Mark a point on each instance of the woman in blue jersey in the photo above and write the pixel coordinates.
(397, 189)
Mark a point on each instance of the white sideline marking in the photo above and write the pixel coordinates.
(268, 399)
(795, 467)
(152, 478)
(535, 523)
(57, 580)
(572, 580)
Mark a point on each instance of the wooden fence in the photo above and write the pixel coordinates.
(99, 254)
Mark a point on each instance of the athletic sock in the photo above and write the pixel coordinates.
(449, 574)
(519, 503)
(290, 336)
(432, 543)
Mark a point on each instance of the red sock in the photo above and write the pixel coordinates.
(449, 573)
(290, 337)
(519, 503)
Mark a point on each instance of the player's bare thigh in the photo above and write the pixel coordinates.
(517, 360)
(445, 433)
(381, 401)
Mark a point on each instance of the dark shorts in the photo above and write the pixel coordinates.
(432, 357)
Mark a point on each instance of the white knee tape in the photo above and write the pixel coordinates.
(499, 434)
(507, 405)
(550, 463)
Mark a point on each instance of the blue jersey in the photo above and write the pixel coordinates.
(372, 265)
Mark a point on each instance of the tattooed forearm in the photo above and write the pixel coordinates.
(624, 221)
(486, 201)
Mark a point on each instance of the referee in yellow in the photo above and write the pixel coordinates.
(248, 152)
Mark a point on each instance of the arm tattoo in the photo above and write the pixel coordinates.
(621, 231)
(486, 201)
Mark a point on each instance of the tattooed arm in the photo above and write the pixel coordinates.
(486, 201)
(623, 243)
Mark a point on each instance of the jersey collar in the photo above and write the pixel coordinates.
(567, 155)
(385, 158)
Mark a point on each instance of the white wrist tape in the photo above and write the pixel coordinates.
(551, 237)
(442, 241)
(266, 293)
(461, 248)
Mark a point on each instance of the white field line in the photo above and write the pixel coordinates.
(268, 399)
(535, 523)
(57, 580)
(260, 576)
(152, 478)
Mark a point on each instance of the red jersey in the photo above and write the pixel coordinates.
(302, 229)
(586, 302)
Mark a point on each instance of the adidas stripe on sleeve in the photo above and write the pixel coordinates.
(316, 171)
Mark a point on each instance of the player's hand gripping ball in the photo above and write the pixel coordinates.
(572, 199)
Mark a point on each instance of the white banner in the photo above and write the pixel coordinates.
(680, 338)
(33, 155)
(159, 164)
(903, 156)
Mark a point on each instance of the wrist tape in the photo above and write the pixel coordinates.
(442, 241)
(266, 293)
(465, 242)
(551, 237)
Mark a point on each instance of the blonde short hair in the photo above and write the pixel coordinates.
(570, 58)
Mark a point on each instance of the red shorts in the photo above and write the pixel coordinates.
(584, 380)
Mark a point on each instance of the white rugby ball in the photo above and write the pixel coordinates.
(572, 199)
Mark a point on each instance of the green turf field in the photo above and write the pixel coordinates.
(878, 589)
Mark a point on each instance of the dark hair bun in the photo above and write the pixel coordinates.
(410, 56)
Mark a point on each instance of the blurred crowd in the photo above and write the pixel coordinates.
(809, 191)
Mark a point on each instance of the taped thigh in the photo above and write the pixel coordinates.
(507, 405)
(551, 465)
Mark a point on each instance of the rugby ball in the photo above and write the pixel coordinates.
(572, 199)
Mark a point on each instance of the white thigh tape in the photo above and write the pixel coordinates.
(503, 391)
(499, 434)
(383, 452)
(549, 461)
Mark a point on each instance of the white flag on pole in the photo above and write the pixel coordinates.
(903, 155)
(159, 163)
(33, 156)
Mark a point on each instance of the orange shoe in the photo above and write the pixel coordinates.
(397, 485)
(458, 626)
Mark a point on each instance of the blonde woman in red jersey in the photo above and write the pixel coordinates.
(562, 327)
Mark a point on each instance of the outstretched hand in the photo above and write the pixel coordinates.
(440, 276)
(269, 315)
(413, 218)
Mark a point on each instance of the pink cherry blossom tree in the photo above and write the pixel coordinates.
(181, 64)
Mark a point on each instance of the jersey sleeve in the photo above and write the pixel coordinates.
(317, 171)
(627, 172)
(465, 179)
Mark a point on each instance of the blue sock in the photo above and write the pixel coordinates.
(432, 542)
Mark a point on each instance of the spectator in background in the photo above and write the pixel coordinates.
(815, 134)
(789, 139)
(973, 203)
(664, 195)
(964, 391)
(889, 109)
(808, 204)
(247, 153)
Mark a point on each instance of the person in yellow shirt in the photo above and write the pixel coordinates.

□ □ □ □ □

→ **CHALLENGE**
Everything from the line containing "Mark a point on each instance of the white flag" to the last line of the entries above should be quoted exactly, and only that.

→ **CORRECT OUTPUT**
Mark a point on each instance of the white flag on pole in the photo above and write the pixel coordinates.
(903, 155)
(159, 163)
(33, 156)
Mark a point on each instance of the orange shoe in the photo above and write the pixel coordinates.
(397, 485)
(458, 626)
Mark a point on each instance of the blonde woman in red jersey in the photo above and write the pixel coordinates.
(562, 327)
Mark a point on each instance of the outstretched hand in the photo above and write the pixel coordinates.
(440, 276)
(269, 315)
(413, 218)
Mark a point on each instance of the pink cherry blossom tree in the photo above and write the pixel coordinates.
(181, 64)
Mark a point on each instance of the jersey sleeve in the photo above and write the pixel coordinates.
(317, 171)
(627, 172)
(465, 179)
Mark a point on each instance of the blue sock in the photo above and write the pixel coordinates.
(432, 542)
Mark a point on each instance of the spectator in background in the photo above and write the pixel coordinates.
(815, 134)
(789, 139)
(973, 203)
(664, 195)
(964, 391)
(889, 109)
(808, 204)
(247, 153)
Mark a point on each instance of the person in yellow shirt in the photo above and write the pixel coordinates.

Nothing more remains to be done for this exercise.